[Directive]
List every line from the rows below that contains the word "window", copying each such line in full.

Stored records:
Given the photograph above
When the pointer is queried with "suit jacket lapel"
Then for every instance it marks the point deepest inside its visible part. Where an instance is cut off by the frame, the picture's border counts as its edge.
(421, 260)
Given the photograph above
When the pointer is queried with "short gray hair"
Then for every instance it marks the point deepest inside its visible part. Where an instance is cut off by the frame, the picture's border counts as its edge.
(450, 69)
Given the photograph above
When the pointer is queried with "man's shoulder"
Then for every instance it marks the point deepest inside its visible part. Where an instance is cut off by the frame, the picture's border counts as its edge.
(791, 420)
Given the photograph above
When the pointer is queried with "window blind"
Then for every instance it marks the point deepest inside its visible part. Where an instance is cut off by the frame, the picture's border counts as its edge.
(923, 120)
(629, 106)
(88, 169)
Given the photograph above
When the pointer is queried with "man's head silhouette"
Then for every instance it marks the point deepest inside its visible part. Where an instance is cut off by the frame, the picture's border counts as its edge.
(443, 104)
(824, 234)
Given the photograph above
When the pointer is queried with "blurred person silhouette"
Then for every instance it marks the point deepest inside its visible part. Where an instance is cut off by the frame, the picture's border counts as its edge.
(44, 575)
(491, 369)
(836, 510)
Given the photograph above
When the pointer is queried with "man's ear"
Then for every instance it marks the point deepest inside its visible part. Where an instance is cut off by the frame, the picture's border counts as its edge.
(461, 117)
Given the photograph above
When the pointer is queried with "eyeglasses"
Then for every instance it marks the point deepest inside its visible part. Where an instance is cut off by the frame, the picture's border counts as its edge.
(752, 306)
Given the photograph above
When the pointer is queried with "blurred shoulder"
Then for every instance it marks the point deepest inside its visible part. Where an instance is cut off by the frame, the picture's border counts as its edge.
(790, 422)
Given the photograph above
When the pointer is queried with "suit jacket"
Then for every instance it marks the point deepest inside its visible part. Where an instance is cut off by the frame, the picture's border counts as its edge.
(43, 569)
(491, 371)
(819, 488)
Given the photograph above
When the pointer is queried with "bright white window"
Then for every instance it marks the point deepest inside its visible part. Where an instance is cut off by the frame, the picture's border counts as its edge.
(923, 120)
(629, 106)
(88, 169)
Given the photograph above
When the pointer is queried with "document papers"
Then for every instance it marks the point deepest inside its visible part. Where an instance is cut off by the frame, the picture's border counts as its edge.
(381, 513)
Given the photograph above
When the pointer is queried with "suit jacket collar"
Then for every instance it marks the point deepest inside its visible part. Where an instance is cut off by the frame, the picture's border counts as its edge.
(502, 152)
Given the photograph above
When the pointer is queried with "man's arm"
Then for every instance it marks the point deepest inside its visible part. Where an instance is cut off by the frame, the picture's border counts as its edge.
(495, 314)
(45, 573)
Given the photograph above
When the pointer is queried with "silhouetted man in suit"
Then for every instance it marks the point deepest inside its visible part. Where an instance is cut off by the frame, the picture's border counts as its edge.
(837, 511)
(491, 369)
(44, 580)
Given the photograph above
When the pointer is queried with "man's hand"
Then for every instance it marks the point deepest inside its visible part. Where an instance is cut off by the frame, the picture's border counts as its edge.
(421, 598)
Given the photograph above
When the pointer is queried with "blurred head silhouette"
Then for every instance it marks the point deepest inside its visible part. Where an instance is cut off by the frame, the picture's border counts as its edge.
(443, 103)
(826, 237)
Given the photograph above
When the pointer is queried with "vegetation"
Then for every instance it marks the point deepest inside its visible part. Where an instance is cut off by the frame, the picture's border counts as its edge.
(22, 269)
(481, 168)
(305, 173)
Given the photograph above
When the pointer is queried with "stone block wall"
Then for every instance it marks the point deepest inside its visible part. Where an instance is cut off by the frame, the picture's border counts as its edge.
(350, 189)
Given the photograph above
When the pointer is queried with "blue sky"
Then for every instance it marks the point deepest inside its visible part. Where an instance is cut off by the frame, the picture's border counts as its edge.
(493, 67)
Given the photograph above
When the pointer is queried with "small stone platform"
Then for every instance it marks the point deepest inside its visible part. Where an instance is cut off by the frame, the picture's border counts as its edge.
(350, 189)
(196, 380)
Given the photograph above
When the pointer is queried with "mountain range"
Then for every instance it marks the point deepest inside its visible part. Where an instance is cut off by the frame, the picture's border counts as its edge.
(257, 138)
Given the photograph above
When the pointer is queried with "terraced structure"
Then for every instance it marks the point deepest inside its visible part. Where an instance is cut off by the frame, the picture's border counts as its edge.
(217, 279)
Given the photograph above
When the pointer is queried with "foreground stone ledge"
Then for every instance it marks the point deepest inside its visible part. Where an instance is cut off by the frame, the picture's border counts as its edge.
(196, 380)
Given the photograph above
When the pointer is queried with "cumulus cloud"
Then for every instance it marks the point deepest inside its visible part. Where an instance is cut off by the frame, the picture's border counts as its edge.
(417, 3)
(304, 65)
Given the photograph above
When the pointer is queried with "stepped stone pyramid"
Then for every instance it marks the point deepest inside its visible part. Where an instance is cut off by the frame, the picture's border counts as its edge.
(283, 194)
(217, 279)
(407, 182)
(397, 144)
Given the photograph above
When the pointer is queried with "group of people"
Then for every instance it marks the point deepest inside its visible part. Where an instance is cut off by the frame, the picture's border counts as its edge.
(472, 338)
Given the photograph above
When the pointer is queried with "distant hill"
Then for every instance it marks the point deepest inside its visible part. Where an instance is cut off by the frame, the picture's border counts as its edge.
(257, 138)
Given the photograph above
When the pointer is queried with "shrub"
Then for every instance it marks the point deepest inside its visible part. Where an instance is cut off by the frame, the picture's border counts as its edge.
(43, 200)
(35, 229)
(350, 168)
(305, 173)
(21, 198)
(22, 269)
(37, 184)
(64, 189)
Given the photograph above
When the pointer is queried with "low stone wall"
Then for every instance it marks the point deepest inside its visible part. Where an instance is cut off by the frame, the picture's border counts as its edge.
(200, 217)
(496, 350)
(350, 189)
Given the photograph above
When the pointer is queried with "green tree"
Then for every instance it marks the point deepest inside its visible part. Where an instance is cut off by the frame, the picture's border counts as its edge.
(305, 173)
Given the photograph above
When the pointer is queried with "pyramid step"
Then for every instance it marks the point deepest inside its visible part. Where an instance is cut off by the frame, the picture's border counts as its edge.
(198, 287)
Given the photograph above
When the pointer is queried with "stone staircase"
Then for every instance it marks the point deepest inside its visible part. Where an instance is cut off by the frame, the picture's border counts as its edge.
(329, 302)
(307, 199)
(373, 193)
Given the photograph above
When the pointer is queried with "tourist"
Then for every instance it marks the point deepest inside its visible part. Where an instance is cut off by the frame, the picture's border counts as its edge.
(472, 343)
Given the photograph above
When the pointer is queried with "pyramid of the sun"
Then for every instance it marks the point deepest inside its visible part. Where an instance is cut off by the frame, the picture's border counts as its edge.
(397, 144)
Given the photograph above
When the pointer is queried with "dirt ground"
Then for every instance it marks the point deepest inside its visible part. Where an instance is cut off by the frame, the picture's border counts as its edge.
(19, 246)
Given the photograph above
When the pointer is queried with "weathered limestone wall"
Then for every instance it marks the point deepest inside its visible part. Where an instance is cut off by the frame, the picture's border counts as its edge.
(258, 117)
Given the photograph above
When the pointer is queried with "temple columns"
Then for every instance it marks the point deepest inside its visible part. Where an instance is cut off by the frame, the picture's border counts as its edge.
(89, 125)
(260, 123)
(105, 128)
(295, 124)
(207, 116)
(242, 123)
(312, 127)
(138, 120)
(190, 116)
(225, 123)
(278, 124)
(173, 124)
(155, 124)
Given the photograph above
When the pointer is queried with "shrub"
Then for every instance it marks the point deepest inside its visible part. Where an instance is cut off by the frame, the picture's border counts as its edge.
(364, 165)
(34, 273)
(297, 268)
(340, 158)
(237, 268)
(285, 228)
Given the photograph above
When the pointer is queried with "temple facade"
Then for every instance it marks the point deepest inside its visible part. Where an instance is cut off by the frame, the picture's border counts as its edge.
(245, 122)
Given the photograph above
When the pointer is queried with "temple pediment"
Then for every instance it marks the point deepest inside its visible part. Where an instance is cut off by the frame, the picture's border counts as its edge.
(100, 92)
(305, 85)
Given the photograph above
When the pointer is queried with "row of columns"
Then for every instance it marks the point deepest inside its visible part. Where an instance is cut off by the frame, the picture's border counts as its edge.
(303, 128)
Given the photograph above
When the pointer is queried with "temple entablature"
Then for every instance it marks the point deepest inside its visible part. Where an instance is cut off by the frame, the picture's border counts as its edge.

[Output]
When the pointer is queried with "window blind"
When the pointer is queried with "bright white window"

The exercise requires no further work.